(Entries supplied begins)

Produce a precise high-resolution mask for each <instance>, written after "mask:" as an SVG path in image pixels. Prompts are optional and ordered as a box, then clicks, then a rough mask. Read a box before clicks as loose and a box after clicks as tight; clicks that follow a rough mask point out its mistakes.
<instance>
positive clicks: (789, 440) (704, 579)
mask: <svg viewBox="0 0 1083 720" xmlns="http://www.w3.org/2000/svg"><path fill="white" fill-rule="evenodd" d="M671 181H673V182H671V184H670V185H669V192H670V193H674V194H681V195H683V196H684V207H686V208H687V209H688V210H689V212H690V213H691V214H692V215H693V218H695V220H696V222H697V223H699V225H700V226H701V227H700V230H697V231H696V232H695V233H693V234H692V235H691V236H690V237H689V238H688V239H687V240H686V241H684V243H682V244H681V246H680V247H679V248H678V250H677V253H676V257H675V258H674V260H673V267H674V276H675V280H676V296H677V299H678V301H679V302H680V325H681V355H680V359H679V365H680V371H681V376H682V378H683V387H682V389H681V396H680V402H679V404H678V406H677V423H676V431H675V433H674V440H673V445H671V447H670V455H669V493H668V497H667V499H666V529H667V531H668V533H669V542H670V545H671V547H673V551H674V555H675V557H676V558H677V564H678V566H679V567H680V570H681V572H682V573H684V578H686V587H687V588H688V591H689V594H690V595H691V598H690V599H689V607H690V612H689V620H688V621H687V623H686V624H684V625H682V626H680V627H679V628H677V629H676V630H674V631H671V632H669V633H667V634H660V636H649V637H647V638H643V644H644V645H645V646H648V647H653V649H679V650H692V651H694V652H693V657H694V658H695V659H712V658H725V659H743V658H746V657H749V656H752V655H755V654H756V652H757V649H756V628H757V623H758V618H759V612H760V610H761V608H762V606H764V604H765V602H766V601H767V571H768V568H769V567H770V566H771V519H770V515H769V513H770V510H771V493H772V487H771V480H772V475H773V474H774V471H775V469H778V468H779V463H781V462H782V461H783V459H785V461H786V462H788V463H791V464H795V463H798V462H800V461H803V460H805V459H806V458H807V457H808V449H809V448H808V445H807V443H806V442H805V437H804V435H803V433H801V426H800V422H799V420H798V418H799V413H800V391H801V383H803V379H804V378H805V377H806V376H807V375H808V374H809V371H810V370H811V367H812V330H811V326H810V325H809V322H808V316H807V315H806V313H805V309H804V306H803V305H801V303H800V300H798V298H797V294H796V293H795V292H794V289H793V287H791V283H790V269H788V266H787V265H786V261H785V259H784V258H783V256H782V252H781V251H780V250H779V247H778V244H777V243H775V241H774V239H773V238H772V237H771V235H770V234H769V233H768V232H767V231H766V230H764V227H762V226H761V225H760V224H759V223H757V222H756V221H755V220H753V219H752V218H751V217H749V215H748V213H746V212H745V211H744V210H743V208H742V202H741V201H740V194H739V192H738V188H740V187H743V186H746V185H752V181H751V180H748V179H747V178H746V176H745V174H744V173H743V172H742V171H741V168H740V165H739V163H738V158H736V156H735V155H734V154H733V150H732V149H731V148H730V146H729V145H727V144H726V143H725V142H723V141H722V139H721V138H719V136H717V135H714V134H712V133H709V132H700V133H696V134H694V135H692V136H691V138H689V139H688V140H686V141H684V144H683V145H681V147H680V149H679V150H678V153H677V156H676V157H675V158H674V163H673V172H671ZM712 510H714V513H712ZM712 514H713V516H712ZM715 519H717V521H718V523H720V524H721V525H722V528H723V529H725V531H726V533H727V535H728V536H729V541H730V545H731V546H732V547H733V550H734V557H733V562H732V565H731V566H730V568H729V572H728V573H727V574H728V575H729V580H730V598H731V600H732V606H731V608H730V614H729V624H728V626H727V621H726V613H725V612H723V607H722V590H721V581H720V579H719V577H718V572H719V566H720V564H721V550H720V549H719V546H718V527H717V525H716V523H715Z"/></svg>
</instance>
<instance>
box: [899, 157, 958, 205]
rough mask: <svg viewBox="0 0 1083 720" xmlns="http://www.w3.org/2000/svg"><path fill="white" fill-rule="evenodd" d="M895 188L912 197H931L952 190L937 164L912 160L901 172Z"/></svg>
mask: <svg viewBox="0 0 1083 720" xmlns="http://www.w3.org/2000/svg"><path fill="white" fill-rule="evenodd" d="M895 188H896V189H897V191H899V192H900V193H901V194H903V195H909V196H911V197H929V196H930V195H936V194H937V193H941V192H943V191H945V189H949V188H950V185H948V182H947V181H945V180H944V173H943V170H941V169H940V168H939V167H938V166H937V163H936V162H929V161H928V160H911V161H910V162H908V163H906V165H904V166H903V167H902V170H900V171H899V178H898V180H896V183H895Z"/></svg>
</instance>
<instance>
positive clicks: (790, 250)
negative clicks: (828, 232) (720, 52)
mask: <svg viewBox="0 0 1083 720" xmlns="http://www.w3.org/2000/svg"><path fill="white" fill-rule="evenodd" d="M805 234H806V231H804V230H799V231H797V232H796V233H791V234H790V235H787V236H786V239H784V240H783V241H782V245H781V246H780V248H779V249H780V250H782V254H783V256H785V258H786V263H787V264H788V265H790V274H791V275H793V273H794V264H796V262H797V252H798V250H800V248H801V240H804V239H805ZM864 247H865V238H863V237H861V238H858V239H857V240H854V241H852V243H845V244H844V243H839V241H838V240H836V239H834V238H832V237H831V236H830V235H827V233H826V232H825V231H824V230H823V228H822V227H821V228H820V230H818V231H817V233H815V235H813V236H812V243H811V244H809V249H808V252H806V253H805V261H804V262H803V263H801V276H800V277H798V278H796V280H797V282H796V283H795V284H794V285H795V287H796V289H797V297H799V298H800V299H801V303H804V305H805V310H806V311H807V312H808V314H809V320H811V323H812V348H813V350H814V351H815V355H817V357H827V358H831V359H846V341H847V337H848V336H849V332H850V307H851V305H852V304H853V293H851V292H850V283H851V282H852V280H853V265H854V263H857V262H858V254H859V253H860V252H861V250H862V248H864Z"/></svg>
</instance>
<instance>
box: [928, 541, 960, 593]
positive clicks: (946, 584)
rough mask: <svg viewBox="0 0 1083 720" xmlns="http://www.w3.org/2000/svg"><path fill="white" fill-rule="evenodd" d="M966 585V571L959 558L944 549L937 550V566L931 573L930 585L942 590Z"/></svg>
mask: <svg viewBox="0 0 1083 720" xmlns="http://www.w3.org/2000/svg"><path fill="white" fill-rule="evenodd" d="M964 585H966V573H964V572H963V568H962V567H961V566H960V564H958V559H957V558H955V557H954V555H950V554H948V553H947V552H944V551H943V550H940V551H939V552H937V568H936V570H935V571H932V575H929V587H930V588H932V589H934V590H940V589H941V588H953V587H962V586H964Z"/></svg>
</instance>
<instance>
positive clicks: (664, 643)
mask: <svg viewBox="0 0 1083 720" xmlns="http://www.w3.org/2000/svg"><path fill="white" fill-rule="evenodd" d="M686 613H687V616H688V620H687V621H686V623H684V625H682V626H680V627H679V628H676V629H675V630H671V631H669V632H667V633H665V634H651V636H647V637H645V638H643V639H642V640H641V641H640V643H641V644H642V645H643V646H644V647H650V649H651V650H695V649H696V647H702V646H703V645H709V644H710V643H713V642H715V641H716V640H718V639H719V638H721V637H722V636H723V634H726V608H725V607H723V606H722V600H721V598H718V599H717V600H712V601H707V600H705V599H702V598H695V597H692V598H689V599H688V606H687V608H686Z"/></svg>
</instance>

(Entries supplied ends)

> Your assignment:
Every record above must be duplicated exactly.

> Output below:
Produce a precise high-resolution mask for each <instance>, written after "mask:" as an SVG path in image pixels. Prompts are optional and ordered as a box, then clicks, then a rough mask. Read a box before clicks as loose and a box after clicks as tight; clicks that follow a rough mask point out its mistakes.
<instance>
positive clicks: (789, 440) (704, 579)
mask: <svg viewBox="0 0 1083 720" xmlns="http://www.w3.org/2000/svg"><path fill="white" fill-rule="evenodd" d="M671 181H673V182H671V184H670V185H669V192H670V193H674V194H681V195H683V196H684V207H686V208H687V209H688V210H689V212H690V213H691V214H692V215H693V218H695V220H696V222H697V223H699V225H700V226H701V227H700V230H697V231H696V232H695V233H693V234H692V235H691V236H690V237H689V238H688V239H687V240H686V241H684V243H682V244H681V246H680V247H679V248H678V250H677V253H676V257H675V258H674V260H673V267H674V276H675V280H676V296H677V299H678V301H679V302H680V325H681V355H680V359H679V365H680V371H681V376H682V378H683V387H682V389H681V396H680V402H679V404H678V406H677V423H676V431H675V433H674V440H673V445H671V447H670V455H669V493H668V497H667V499H666V529H667V531H668V533H669V542H670V545H671V547H673V551H674V555H675V557H676V558H677V564H678V566H679V567H680V570H681V572H682V573H684V578H686V587H687V588H688V591H689V594H690V595H691V598H690V599H689V607H690V612H689V620H688V621H687V623H686V624H684V625H682V626H680V627H679V628H677V629H676V630H674V631H671V632H669V633H667V634H660V636H649V637H647V638H643V644H644V645H645V646H648V647H653V649H679V650H692V651H694V652H693V657H694V658H695V659H712V658H725V659H743V658H746V657H749V656H752V655H755V654H756V652H757V649H756V628H757V623H758V618H759V612H760V610H761V608H762V606H764V604H765V602H766V601H767V571H768V568H769V567H770V566H771V519H770V515H769V513H770V510H771V493H772V487H771V480H772V475H773V474H774V471H775V469H778V468H779V463H781V462H782V461H783V459H785V461H786V462H788V463H791V464H795V463H798V462H800V461H803V460H805V459H806V458H807V457H808V449H809V448H808V445H807V443H806V442H805V437H804V435H803V433H801V426H800V422H799V420H798V418H799V413H800V391H801V383H803V379H804V378H805V377H806V376H807V375H808V374H809V371H810V370H811V367H812V330H811V326H810V325H809V322H808V316H807V315H806V313H805V309H804V306H803V305H801V303H800V300H798V298H797V294H796V293H795V292H794V289H793V287H791V283H790V269H788V266H787V265H786V261H785V259H784V258H783V256H782V252H781V251H780V250H779V247H778V244H777V243H775V241H774V239H773V238H772V237H771V235H770V234H769V233H768V232H767V231H766V230H764V227H762V226H761V225H760V224H759V223H757V222H756V221H755V220H753V219H752V218H751V217H749V215H748V213H746V212H745V211H744V210H743V208H742V202H741V201H740V194H739V192H738V188H740V187H743V186H746V185H752V181H751V180H748V179H747V178H746V176H745V174H744V173H743V172H742V171H741V168H740V165H739V163H738V158H736V156H735V155H734V154H733V150H732V149H731V148H730V146H729V145H727V144H726V143H725V142H723V141H722V139H721V138H719V136H717V135H714V134H712V133H709V132H700V133H696V134H694V135H692V136H691V138H689V139H688V140H686V141H684V144H683V145H681V147H680V149H679V150H678V153H677V156H676V157H675V158H674V163H673V172H671ZM712 510H714V513H712ZM712 514H713V516H712ZM715 519H717V521H718V523H720V524H721V525H722V528H723V529H725V531H726V533H727V535H728V536H729V541H730V545H731V546H732V547H733V550H734V557H733V562H732V565H731V566H730V568H729V572H728V573H727V574H728V575H729V580H730V598H731V600H732V606H731V608H730V614H729V624H728V626H727V621H726V613H725V612H723V607H722V590H721V581H720V579H719V577H718V572H719V566H720V564H721V550H720V549H719V546H718V527H717V525H716V523H715Z"/></svg>
</instance>
<instance>
box: [899, 157, 958, 205]
rough mask: <svg viewBox="0 0 1083 720" xmlns="http://www.w3.org/2000/svg"><path fill="white" fill-rule="evenodd" d="M895 188L912 197H931L952 190L937 164L912 160L901 172Z"/></svg>
mask: <svg viewBox="0 0 1083 720" xmlns="http://www.w3.org/2000/svg"><path fill="white" fill-rule="evenodd" d="M895 188H896V189H897V191H899V192H900V193H901V194H903V195H909V196H911V197H929V196H930V195H936V194H937V193H941V192H943V191H945V189H949V188H950V185H948V182H947V181H945V180H944V173H943V170H941V169H940V168H939V167H938V166H937V163H936V162H929V161H928V160H911V161H910V162H908V163H906V165H904V166H903V167H902V170H900V171H899V178H898V180H896V183H895Z"/></svg>
</instance>
<instance>
positive clicks: (790, 250)
negative clicks: (828, 232) (720, 52)
mask: <svg viewBox="0 0 1083 720" xmlns="http://www.w3.org/2000/svg"><path fill="white" fill-rule="evenodd" d="M805 234H806V231H804V230H799V231H797V232H796V233H791V234H790V235H787V236H786V239H784V240H783V241H782V245H781V246H780V248H779V249H780V250H782V254H783V256H785V258H786V263H787V264H788V265H790V274H791V275H793V273H794V264H796V262H797V252H798V250H800V248H801V240H804V239H805ZM864 247H865V238H863V237H861V238H858V239H857V240H854V241H852V243H845V244H844V243H839V241H838V240H836V239H834V238H832V237H831V236H830V235H827V233H826V232H825V231H824V230H823V228H822V227H821V228H820V230H818V231H817V233H815V235H813V236H812V243H811V244H809V249H808V252H806V253H805V261H804V262H803V263H801V276H800V277H798V278H796V280H797V282H796V283H795V284H794V285H795V287H796V289H797V297H799V298H800V299H801V303H804V305H805V310H806V311H807V312H808V314H809V320H811V323H812V348H813V350H814V351H815V355H817V357H827V358H831V359H846V341H847V337H848V336H849V332H850V307H851V305H852V304H853V293H851V292H850V283H851V282H852V280H853V265H854V263H857V262H858V254H859V253H860V252H861V250H862V248H864Z"/></svg>
</instance>
<instance>
box: [928, 541, 960, 593]
positive clicks: (946, 584)
rough mask: <svg viewBox="0 0 1083 720" xmlns="http://www.w3.org/2000/svg"><path fill="white" fill-rule="evenodd" d="M966 585V571L959 558L944 549L937 550V566L931 573L930 585L942 590Z"/></svg>
mask: <svg viewBox="0 0 1083 720" xmlns="http://www.w3.org/2000/svg"><path fill="white" fill-rule="evenodd" d="M964 585H966V573H964V572H963V568H962V567H961V566H960V564H958V559H957V558H955V557H954V555H950V554H948V553H947V552H944V551H943V550H940V551H939V552H937V568H936V570H935V571H932V575H929V587H930V588H932V589H934V590H940V589H941V588H953V587H962V586H964Z"/></svg>
</instance>
<instance>
positive clicks: (664, 643)
mask: <svg viewBox="0 0 1083 720" xmlns="http://www.w3.org/2000/svg"><path fill="white" fill-rule="evenodd" d="M686 613H687V616H688V620H687V621H686V623H684V625H682V626H680V627H679V628H676V629H675V630H671V631H669V632H667V633H665V634H651V636H647V637H645V638H643V639H642V640H641V641H640V643H641V644H642V645H643V646H644V647H650V649H651V650H695V649H696V647H702V646H703V645H709V644H710V643H713V642H715V641H716V640H718V639H719V638H721V637H722V636H723V634H726V608H725V607H723V606H722V600H721V598H718V599H717V600H712V601H707V600H705V599H702V598H695V597H692V598H689V599H688V606H687V608H686Z"/></svg>
</instance>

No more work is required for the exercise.